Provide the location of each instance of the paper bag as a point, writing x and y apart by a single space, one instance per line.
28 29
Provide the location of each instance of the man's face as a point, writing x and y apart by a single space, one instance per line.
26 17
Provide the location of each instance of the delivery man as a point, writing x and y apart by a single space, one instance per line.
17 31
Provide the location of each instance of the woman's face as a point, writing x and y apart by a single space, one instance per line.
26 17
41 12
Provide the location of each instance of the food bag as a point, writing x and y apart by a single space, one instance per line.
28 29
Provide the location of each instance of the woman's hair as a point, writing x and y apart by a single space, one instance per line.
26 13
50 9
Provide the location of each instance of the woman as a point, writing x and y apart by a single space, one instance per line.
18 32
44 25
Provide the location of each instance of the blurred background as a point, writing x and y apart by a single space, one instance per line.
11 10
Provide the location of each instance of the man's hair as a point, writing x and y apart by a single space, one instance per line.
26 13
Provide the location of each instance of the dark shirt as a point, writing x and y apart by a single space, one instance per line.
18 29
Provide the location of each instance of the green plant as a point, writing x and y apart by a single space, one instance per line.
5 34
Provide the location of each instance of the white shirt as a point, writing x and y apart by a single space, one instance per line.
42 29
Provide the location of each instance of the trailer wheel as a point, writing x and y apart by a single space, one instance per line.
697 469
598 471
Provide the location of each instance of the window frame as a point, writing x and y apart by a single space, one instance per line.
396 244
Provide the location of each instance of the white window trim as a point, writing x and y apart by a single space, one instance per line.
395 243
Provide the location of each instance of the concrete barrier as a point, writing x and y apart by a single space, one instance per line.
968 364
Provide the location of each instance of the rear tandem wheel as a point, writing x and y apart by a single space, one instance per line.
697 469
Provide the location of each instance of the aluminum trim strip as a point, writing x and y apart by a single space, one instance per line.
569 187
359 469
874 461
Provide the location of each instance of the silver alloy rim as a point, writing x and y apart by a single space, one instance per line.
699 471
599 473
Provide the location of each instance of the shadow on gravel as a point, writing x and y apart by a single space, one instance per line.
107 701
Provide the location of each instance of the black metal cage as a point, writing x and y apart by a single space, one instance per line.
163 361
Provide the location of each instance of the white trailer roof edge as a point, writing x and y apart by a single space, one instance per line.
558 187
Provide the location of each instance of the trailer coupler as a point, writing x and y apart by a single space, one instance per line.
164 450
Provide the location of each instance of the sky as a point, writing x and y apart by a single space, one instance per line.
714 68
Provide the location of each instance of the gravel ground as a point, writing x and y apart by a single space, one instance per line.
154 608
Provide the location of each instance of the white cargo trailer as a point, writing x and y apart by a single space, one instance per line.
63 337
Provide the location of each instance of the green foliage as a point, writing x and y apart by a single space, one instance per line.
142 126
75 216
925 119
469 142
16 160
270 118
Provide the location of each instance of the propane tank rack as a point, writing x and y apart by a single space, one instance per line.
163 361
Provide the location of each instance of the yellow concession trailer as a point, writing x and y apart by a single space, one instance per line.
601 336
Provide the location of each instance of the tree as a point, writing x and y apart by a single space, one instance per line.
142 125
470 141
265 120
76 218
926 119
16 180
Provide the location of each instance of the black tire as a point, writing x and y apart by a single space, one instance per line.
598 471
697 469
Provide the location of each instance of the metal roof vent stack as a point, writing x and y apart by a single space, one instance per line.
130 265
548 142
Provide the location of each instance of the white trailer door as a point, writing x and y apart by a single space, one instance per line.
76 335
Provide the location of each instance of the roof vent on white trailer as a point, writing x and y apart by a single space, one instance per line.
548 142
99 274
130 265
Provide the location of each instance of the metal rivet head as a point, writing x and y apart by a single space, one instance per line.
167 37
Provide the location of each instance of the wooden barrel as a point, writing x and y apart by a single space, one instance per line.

__________

Copy out each record exactly as given, omitting none.

Provide the location of each instance of the paper bag as a point, writing x and y apart by a single space, one instance per line.
28 29
Provide the location of each instance of the man's face as a point, writing x and y apart by a single space, one instance per line.
26 17
Provide the location of each instance of the delivery man as a point, writing x and y apart by a single space, one instance per line.
17 31
Provide the location of each instance of the woman's face as a point, writing x and y apart by a single space, one instance per line.
26 17
41 12
Provide the location of each instance of the food bag as a point, writing x and y apart by a single space, one instance per line.
28 29
Provide the location of each instance of the woman's hair as a point, writing x and y apart by a single space, one instance per line.
26 13
50 9
Provide the location of each instance of the woman as a point, writing x and y apart by a single space, one instance per line.
18 32
44 25
Provide the location of each instance of the blurred background as a point, writing x and y apart by a single space, one instance per line.
11 10
Provide the location of each instance of the man's hair as a point, writing x and y apart by a single space, one instance per line.
26 13
Provide the location of each instance of the dark shirt as a point, writing x and y apart by a single space, one instance per line.
18 29
Provide the location of each instance of the green plant as a point, writing x and y apart by a single space, one instance per line.
5 34
Provide the location of each instance of the white shirt as a point, writing x and y apart by a single space, one instance per line.
42 29
Provide the location of each instance of the trailer wheel as a point, writing x and y apart by a single space, one instance per line.
697 469
598 471
Provide the location of each instance of the window frame as a point, writing x and y apart by a single space, one instance per line.
396 244
Provide the location of each instance of the white window trim as a point, writing x and y apart by a single space, one instance per line.
395 243
Provide the location of each instance of the concrete barrier as a point, writing x and y apart by a single space, one instance per line.
968 364
Provide the location of each instance of the rear tandem wheel as a point, writing x and y apart by a single space, one instance per line.
697 469
Provide the location of each instance of the aluminum trim strip as a point, writing x and y apart by a single space, one instance per line.
569 187
359 469
874 461
Provide the location of each instance of the silver alloy rim as a point, writing x and y apart by a single space, one instance per line.
699 471
599 473
Provide the location of each instance of the shadow on gravel as a point, writing x and y apart by a single space, one instance per line.
107 701
Provide the location of each instance of the black metal cage as a point, writing x and y apart by a single space, one instance per line.
163 361
Provide the location of each instance of the white trailer roof edge as a point, writing x and y apart by a single space, one instance per line.
558 187
Provide the location of each instance of the trailer coupler as a point, writing x and y apart by a single space, one instance per line.
164 450
Provide the location of each instance of the sky as a point, writing x and y apart by a single space, one instance per line.
714 68
Provide the location of each instance of the gravel ground as a point, writing x and y apart by a single space, one instance per line.
154 608
Provide the location of each instance of the white cargo trailer as a point, writing x and y apart by a single space, one instance per line.
63 337
Provide the location of each instance of the green foliage as a point, writing x and y apart by a single space, one instance per line.
142 126
75 216
925 119
469 142
16 160
270 118
Provide the location of each instance of the propane tank rack as a point, writing x and y apart by a single space, one instance per line.
163 361
Provide the location of each instance of the yellow concession trailer as a point, writing x and y apart by a single space, one instance per line.
601 336
Provide the location of each instance of the tree as a point, writing x and y apart by a single space, one instance per line.
142 125
470 141
265 120
76 218
926 119
16 180
Provide the location of each instance of the black tire as a point, writing x and y apart by a single space, one instance per line.
598 471
697 469
Provide the location of each instance of the metal roof vent stack as a point, writing x and y apart by a single space, one instance per line.
130 265
548 142
Provide the location of each instance of the white trailer door as a point, writing x and y apart by a single space, one instance per line.
76 335
Provide the location of each instance of the roof vent on white trailer as a point, writing x and y apart by a single space, one instance per line.
548 142
99 274
130 265
Provide the location of each instance of the metal rivet head as a point, writing x and y apart by a single space, one instance per line.
167 37
Provide the location of each instance of the wooden barrel as a point, writing x and y apart by a single space, one instance per line.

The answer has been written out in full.